Direction 1 » How would you translate this sentence from the baseball report into Spanish: "He's going to have to find something to do to keep himself ready."
Direction 2 » Which lines of the rows below contain the string "claw"? Report each such line in full, treating case as significant.

Text passage »
»»
OAKLAND -- Right-hander Tyson Ross will start in place of an injured Bartolo Colon for Saturday's home game against the Giants, manager Bob Melvin confirmed Wednesday.

It was just four days ago when Ross received a spot start in Brandon McCarthy's stead, allowing two runs on one hit with six strikeouts over six innings against the Padres in an eventual no-decision, before being optioned to Triple-A Sacramento the next day.

For Ross to be eligible to return to the roster before his required 10-day Minor League stay is up, he would have to replace an injured member, as he's expected to do. Colon appears bound for the disabled list any day now, as he rests a strained right oblique he sustained in Sunday's outing.

On the mend, meanwhile, is Jordan Norberto, who is expected to be reinstated from the DL as soon as Thursday, after missing most of June with a left shoulder strain. Norberto struck out two in one perfect inning of relief in a rehab stint with Triple-A Sacramento on Tuesday.

Cespedes returns to lineup as designated hitter

OAKLAND -- Yoenis Cespedes is no stranger to making adjustments at the Major League level, having done so plenty of times already while easing his way into the big league life.

On Wednesday, Cespedes faced yet another task, this one coming in the form of a new job at the designated hitter spot.

The slugger, who was limited to one at-bat in the past 10 games because of a strained left hamstring, went 2-for-4 with an RBI and run scored in the A's 4-1 win vs. the visiting Dodgers.

"He's never DH'd before, and that can be an acquired taste," manager Bob Melvin said. "It's basically pinch-hitting four times a game. He's going to have to find something to do to keep himself ready. That shouldn't be hard to do, but we'll ease into it, DH him today and then take it day to day as far as getting him out on the field."

By slotting Cespedes into the DH spot, the A's can reduce the pounding on his legs that would normally occur in the outfield. Staying loose between at-bats then becomes the issue, though Melvin noted Cespedes can preoccupy himself in the workout room when he's not at the plate.

"I've never been in that situation, not in the eight years I played in Cuba, never was the DH," Cespedes said through translator Ariel Prieto. "I played every single day on the field, because that's the way I liked it. I liked to be playing defense. Between at-bats, I was coming back here to the gym with the trainer to do work.

"I feel so good coming back to play, and I'm really, really happy, because we won against them."
««
Rows from a dataset »
»»
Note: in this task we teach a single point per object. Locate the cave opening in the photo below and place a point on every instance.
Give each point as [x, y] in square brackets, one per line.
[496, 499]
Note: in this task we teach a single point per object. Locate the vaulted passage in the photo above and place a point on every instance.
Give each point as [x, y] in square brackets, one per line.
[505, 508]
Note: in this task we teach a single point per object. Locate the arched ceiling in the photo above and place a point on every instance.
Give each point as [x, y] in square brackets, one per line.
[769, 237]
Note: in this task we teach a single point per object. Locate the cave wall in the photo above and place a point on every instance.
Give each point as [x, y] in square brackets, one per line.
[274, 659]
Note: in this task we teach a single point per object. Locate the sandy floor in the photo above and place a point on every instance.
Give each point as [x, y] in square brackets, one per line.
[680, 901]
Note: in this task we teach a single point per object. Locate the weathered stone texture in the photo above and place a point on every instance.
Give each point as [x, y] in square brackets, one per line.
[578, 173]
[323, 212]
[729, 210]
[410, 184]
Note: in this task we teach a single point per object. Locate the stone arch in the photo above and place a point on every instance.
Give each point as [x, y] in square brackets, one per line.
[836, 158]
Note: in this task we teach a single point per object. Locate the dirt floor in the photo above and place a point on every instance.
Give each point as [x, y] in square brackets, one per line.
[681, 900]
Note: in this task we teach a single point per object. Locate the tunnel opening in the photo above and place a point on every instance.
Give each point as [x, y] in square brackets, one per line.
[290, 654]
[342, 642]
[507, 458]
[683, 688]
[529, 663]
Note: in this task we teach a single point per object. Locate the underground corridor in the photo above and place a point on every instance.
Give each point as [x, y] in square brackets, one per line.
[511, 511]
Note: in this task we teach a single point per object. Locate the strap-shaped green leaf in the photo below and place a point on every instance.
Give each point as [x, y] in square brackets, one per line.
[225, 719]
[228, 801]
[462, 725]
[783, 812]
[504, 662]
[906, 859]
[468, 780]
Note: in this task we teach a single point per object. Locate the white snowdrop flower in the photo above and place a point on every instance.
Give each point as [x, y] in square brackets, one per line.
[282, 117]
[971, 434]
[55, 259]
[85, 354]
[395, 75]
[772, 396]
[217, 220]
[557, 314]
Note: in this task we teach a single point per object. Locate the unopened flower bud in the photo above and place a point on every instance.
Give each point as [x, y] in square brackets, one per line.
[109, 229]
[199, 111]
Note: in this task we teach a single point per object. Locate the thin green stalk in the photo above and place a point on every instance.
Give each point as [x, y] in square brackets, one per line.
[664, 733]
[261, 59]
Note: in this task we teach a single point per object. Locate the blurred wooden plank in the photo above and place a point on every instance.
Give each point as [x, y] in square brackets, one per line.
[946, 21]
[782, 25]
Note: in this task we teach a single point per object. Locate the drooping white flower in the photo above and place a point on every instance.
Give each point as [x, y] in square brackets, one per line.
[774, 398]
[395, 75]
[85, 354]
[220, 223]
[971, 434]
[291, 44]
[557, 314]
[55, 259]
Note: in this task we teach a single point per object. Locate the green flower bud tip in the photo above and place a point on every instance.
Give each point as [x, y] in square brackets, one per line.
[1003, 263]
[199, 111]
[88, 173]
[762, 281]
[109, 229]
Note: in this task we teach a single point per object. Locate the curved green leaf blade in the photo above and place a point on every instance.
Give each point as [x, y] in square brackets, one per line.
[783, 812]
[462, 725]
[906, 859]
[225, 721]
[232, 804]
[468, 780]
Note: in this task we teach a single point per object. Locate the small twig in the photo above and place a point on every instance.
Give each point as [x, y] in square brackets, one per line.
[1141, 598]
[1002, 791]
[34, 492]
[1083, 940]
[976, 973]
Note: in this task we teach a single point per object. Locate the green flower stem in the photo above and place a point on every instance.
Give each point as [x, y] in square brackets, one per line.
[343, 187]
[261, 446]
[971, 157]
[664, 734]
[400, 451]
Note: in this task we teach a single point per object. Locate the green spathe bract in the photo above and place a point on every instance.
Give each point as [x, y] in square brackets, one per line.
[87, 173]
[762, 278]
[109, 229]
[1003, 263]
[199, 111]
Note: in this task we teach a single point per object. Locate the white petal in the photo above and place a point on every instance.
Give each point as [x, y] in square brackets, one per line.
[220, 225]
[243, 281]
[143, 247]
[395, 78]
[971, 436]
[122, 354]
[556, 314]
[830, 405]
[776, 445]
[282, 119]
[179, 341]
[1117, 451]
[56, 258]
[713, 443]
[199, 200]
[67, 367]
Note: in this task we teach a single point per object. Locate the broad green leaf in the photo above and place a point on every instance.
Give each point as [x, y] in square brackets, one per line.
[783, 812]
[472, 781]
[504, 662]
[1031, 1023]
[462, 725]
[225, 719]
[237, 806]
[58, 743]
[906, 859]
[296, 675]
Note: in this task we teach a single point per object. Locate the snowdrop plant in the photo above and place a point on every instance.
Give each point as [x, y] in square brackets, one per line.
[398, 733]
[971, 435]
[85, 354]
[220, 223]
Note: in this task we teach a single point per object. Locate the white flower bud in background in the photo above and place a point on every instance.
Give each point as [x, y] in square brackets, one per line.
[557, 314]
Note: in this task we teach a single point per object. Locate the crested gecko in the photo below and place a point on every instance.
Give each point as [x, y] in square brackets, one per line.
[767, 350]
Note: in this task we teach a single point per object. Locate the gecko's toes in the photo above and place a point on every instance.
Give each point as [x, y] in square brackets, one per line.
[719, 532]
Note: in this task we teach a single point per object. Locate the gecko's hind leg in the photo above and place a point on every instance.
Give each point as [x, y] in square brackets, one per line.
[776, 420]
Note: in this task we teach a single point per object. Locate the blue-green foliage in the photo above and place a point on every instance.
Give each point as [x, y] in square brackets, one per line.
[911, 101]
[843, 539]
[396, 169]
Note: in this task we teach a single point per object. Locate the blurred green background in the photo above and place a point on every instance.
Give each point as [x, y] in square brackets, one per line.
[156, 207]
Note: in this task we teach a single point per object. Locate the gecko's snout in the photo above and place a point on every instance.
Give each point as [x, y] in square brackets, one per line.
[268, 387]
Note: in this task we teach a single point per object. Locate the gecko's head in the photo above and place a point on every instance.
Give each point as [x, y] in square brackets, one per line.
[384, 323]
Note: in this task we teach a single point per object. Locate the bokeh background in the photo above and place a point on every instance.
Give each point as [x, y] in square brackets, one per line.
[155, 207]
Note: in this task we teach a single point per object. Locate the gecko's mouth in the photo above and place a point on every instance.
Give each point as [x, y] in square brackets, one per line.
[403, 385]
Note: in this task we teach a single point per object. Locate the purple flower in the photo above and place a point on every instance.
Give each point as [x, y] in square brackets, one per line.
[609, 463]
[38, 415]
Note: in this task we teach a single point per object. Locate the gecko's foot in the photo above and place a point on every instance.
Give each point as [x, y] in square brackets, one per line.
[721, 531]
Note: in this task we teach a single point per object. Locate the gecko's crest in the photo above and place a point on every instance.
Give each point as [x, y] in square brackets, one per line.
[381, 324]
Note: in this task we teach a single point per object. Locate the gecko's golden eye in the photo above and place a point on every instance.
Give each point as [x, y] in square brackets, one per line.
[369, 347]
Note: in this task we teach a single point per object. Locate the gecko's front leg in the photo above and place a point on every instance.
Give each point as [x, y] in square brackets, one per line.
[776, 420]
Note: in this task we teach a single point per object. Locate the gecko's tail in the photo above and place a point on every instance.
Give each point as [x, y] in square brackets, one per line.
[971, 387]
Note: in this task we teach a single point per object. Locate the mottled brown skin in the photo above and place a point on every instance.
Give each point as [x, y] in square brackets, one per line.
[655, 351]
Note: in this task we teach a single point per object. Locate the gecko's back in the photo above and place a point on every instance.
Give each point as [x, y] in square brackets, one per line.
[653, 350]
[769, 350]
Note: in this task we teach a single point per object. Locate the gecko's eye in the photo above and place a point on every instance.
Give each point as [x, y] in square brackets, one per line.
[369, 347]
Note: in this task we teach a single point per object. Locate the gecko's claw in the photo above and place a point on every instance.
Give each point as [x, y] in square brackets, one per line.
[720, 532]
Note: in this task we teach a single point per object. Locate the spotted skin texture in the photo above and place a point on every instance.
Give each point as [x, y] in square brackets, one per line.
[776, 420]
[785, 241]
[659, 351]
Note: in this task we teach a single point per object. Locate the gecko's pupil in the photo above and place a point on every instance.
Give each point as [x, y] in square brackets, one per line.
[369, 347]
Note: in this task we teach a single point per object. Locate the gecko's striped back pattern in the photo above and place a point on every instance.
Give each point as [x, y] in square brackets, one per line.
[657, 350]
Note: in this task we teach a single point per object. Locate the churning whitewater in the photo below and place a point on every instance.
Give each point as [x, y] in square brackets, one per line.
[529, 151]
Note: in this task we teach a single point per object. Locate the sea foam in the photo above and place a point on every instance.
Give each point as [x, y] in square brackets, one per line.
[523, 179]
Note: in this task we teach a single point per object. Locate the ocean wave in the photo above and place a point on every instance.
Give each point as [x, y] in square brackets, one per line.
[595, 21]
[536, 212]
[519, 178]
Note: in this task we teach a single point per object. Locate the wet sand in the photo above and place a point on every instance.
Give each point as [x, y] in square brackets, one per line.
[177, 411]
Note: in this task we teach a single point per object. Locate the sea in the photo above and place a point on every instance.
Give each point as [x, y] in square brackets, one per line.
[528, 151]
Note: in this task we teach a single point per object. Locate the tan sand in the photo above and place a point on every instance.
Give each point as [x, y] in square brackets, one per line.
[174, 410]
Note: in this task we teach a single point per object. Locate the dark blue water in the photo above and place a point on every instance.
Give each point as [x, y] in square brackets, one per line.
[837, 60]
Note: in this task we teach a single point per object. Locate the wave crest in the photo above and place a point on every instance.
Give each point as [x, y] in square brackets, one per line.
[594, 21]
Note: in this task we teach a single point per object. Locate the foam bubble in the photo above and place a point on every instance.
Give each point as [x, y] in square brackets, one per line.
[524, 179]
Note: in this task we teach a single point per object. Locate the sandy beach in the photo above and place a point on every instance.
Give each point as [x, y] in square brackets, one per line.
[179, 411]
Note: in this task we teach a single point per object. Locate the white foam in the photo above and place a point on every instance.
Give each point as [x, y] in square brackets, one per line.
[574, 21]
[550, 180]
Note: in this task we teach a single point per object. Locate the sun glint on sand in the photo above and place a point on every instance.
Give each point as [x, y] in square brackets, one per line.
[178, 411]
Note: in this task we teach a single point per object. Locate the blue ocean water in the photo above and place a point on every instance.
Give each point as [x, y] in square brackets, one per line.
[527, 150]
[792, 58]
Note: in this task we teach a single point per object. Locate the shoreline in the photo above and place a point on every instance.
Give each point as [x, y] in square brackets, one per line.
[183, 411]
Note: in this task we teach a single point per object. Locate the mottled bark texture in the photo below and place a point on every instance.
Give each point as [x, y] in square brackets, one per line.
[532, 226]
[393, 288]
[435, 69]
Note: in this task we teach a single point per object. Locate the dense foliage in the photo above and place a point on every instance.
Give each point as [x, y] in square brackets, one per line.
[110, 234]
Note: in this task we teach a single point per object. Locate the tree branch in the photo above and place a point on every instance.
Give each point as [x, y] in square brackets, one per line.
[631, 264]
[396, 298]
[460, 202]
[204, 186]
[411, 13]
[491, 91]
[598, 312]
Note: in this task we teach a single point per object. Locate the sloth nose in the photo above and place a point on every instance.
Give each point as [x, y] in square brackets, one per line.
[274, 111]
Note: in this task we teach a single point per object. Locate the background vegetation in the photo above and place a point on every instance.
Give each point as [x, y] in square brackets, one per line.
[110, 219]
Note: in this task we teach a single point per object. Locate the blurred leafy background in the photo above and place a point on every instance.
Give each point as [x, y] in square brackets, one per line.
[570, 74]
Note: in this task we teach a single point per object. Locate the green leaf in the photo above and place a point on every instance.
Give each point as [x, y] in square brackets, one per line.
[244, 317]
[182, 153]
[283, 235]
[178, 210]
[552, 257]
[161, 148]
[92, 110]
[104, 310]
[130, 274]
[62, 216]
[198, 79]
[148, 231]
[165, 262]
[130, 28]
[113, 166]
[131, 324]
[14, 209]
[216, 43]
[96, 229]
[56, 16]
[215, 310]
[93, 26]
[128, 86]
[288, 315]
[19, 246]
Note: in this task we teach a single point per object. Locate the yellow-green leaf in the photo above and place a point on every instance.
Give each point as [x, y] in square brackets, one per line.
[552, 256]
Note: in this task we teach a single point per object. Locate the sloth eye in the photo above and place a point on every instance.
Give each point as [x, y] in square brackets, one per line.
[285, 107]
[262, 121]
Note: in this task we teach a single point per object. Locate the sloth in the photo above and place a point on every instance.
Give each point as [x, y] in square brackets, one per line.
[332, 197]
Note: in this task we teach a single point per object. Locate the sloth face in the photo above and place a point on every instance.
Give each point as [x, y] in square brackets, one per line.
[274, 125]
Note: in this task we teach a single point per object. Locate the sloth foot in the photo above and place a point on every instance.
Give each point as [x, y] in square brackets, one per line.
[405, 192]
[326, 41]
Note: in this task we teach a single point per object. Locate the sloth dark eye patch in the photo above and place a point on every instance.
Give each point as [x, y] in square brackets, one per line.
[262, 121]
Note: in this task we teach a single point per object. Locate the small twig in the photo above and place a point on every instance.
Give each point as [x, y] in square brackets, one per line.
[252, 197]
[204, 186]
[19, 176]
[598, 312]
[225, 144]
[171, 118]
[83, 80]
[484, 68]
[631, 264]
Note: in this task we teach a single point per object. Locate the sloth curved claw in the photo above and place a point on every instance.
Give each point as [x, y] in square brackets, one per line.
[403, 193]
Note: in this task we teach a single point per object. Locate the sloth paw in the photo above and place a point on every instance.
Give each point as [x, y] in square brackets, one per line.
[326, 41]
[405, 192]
««
Result 1 » Va a tener que encontrar algo que hacer para mantenerse listo.

Result 2 »
Note: in this task we teach a single point per object. Locate the gecko's claw in the photo above and place a point on every instance.
Note: in this task we teach a single point per object. Locate the sloth curved claw in the photo above and place a point on every instance.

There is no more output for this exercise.